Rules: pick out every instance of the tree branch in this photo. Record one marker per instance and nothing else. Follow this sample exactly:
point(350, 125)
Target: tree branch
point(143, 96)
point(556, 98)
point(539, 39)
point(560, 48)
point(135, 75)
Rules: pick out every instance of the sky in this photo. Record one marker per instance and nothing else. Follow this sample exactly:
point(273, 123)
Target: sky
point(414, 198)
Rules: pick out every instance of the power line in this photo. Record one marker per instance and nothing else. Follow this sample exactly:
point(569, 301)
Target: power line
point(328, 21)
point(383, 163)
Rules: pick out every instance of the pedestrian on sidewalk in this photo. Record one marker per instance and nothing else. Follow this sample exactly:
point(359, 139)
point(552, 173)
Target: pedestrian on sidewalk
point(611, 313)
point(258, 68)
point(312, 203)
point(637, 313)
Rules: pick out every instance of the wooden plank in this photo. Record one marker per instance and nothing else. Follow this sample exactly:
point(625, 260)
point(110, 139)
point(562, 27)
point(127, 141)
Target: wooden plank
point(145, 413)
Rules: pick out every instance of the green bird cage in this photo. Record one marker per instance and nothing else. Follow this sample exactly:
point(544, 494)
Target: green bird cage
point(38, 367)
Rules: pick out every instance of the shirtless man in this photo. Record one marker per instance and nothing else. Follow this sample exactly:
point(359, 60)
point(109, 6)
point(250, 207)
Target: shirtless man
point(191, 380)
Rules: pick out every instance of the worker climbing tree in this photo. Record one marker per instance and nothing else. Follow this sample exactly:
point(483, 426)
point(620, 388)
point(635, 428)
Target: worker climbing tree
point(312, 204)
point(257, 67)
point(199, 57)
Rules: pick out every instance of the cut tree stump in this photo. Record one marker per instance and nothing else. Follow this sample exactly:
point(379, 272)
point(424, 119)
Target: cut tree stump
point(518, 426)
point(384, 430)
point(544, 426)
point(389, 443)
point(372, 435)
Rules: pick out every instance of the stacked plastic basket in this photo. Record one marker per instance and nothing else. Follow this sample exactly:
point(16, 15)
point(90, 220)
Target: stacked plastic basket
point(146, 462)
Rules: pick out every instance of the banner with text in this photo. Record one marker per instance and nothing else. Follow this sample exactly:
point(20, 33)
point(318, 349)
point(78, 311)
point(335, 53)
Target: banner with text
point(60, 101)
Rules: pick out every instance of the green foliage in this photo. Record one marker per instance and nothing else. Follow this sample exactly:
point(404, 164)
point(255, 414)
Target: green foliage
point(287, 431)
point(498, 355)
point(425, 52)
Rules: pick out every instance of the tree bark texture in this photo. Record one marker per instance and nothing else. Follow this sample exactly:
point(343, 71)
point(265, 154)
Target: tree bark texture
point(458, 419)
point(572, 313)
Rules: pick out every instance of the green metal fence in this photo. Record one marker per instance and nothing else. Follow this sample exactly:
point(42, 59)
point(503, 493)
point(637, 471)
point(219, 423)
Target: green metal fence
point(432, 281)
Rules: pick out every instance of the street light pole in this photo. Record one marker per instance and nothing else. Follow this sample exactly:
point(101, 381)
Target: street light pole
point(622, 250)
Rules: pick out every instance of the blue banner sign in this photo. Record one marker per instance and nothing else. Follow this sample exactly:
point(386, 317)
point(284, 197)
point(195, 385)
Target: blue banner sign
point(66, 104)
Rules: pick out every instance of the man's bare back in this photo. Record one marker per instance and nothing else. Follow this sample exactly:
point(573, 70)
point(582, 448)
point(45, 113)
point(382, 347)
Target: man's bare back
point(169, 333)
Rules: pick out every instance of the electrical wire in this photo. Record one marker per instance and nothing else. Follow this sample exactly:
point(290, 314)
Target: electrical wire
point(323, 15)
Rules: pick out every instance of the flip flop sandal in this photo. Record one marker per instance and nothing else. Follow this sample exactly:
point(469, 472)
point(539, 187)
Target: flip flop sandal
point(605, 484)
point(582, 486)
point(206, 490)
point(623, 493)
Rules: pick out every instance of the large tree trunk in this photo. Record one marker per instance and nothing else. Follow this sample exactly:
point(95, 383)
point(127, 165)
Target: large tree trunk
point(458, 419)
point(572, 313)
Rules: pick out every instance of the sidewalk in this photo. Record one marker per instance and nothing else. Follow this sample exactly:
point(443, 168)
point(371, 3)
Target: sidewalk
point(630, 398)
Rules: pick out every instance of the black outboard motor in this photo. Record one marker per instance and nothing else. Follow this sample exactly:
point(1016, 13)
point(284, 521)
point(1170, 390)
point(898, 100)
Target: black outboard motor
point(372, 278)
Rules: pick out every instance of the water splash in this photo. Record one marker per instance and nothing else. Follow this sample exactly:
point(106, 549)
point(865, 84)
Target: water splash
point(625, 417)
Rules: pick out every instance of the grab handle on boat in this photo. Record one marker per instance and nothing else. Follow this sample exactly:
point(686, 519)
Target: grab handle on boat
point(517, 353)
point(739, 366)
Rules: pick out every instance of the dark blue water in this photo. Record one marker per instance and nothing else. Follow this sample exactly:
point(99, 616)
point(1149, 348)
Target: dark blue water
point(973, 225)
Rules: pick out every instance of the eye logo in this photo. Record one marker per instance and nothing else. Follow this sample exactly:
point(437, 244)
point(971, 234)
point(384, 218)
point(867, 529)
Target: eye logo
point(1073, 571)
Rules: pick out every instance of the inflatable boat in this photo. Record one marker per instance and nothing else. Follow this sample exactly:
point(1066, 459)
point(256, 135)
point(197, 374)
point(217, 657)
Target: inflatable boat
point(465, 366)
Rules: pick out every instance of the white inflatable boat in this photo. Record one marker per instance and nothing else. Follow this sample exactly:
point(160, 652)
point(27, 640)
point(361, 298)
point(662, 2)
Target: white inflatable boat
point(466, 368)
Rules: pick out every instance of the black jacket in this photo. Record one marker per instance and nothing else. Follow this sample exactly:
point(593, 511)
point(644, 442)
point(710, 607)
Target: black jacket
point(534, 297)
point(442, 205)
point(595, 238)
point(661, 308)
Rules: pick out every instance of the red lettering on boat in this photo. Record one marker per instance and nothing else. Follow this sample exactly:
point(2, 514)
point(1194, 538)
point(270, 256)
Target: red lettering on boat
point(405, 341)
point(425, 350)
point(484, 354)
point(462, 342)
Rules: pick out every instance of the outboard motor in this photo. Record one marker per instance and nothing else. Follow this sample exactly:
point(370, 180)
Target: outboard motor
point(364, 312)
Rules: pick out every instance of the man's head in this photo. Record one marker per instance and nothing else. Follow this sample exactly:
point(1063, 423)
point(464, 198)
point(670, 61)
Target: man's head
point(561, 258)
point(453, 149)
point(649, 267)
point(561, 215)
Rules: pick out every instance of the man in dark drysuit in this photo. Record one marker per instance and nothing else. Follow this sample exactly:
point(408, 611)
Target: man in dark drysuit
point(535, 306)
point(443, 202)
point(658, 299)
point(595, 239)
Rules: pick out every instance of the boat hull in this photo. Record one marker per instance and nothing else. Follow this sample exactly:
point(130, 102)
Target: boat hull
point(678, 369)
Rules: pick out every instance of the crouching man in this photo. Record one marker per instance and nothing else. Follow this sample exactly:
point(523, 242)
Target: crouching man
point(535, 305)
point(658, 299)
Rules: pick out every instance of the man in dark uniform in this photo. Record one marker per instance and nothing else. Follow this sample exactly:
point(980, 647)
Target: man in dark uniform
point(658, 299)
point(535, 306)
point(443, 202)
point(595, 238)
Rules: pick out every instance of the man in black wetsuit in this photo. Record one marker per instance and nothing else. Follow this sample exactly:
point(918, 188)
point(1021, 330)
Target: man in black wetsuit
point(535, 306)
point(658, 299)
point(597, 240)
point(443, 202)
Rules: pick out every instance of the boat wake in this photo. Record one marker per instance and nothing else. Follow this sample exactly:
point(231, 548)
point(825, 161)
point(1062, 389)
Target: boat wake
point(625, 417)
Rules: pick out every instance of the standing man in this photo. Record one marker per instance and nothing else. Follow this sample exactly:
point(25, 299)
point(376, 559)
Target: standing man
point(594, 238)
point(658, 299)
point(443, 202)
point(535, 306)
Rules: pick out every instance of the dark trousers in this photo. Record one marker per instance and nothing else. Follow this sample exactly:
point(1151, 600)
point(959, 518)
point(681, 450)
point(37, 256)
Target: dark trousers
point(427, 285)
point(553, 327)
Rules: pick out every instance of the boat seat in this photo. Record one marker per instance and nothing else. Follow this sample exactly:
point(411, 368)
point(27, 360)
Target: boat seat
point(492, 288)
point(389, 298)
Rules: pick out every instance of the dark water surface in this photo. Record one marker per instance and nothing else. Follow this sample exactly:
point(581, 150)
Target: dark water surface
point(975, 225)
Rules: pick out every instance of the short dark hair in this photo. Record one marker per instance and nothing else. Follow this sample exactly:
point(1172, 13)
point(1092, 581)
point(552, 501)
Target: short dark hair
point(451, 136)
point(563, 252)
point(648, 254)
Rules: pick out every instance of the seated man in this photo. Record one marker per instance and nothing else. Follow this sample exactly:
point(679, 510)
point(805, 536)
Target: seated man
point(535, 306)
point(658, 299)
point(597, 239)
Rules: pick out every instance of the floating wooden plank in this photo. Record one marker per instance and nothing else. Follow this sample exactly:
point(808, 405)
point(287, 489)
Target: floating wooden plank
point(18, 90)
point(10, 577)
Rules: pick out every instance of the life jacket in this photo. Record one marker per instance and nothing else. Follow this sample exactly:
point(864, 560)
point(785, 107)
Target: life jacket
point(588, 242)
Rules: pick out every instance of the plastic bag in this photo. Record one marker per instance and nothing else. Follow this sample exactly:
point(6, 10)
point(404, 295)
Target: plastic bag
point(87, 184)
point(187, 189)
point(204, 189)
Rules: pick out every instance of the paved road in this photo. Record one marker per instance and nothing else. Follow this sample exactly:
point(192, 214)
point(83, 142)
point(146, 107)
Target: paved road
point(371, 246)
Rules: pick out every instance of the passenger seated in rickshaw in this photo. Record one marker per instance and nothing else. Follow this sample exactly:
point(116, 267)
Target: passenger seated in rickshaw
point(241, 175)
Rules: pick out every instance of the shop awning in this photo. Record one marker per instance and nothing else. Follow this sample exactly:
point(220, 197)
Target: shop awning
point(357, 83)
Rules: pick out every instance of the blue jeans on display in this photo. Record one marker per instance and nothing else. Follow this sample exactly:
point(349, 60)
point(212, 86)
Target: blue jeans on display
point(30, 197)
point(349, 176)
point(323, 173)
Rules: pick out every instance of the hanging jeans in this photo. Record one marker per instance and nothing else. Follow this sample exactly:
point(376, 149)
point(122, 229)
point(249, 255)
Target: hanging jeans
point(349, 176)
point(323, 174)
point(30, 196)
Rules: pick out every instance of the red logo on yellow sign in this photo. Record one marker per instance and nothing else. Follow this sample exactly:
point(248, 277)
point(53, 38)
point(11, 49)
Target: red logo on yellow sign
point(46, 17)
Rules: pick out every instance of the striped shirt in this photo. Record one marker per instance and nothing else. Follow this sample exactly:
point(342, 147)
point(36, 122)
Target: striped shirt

==================================================

Reproduce the final stretch of the data above: every line from the one holding "Rules: pick out every instance of the paved" through the end, inclusive, exactly as written and nothing else.

▸ **EXERCISE ANSWER**
Rules: pick out every instance of the paved road in this photo. Record one marker per instance and nothing else. Follow this sample exactly:
point(192, 214)
point(83, 142)
point(146, 107)
Target: paved road
point(371, 246)
Rules: pick out every instance of the passenger seated in rickshaw in this photo. Record one marker per instance and nothing else. Follow this sample exactly:
point(116, 267)
Target: passenger seated in rickshaw
point(241, 175)
Rules: pick out every instance of the shop awning in this photo. Record one marker per instance and nothing else. Follow this sample exactly:
point(220, 197)
Target: shop awning
point(357, 83)
Rules: pick out every instance of the blue jeans on display in this photo. Record one marker per instance and nothing else. Follow this sample exactly:
point(349, 60)
point(212, 86)
Target: blue jeans on display
point(30, 197)
point(349, 176)
point(323, 173)
Rules: pick out every instance of the hanging jeans in this photo. Record one marker per instance and nothing else. Follow this sample exactly:
point(376, 149)
point(122, 229)
point(249, 255)
Target: hanging jeans
point(349, 176)
point(323, 174)
point(30, 196)
Rules: pick out every instance of the red logo on yellow sign in this photo. Record one marker per instance and nothing else. Follow this sample exactly:
point(248, 277)
point(53, 38)
point(11, 49)
Target: red logo on yellow sign
point(46, 17)
Rules: pick out every instance of the striped shirt in this photo. Record one marker per instance and nothing else. Follow this sample exactly:
point(342, 147)
point(36, 122)
Target: striped shirt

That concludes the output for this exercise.